Guilt by association not enough to discredit new study showing links between asthma and fracking
July 22, 2016
Earlier this week, findings of an important new study were published in JAMA Internal Medicine showing that risk of asthma attacks was more likely for people in Pennsylvania who lived closer to shale gas (“fracked”) wells.
According to a release by Johns Hopkins Bloomberg School of Public Health:
Those who lived closer to a large number or bigger active natural gas wells were significantly more likely — 1.5 to four times more likely — to suffer asthma attacks. And while these asthma attacks were likely to occur more frequently around wells throughout the four phases of the development process, the researchers found that the increased risk was greater during the production phase, which can last many years.
Though the first study of its kind focused on linkages between fracking and asthma, it joins a growing body of peer-reviewed studies that have documented health effects from shale gas and tight oil drilling.
The study’s findings have received a good deal of media coverage, including on PBS NewsHour and CNN, and in USA Today, Reuters, and the Associated Press.
Perhaps unsurprisingly, oil and gas industry front groups like Energy in Depth grasped at whatever they could to try to discredit the findings, including study co-author Brian Schwartz’s relationship with Post Carbon Institute.
An industry spokesperson claimed that since “one of the authors is on the board of an anti-oil and gas organization, this methodology should be called into question,” while a writer for the Daily Caller (founded by Tucker Carlson, a libertarian conservative political pundit, and Neil Patel, past adviser to Vice President Dick Cheney) claimed that Schwartz worked for PCI. Both apparently couldn’t be bothered to do a little fact-checking. Schwartz is neither on the board of PCI nor a former employee.
As the study’s authors transparently state “Schwartz is a fellow of the Post Carbon Institute (PCI), serving as an informal advisor on climate, energy, and health issues. He receives no payment for this role. His research is entirely independent of PCI, and is not motivated, reviewed, or funded by PCI.”
While we believe in the importance of Schwartz’s work looking at the health impacts of oil and gas production and are proud to name him a Fellow, PCI had nothing to do with this study, which was funded by the National Institutes of Health’s National Institute of Environmental Health Sciences, the Degenstein Foundation, the Robert Wood Johnson Foundation Health & Society Scholars program, and the National Science Foundation Integrative Graduate Education and Research Traineeship. For its part, Energy in Depth is a program of the Independent Petroleum Association of America.

* [Task statement]
Answer these questions about the article on fracking and asthma:
(a) In which journal were the study's findings published?
(b) During which phase did the researchers find the increased risk of asthma attacks was greater?
(c) Does Schwartz receive payment for his role as a Post Carbon Institute fellow?
The entries are separate material with no connection to the article.

(Records excerpted from a collection)
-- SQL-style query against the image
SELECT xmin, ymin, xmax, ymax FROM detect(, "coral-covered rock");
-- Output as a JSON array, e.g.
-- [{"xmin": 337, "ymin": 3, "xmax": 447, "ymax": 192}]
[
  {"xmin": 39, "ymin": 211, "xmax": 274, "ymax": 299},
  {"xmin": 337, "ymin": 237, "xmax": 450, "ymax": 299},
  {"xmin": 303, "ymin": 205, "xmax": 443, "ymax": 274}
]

* [Response area]
(a) JAMA Internal Medicine
(b) The production phase
(c) No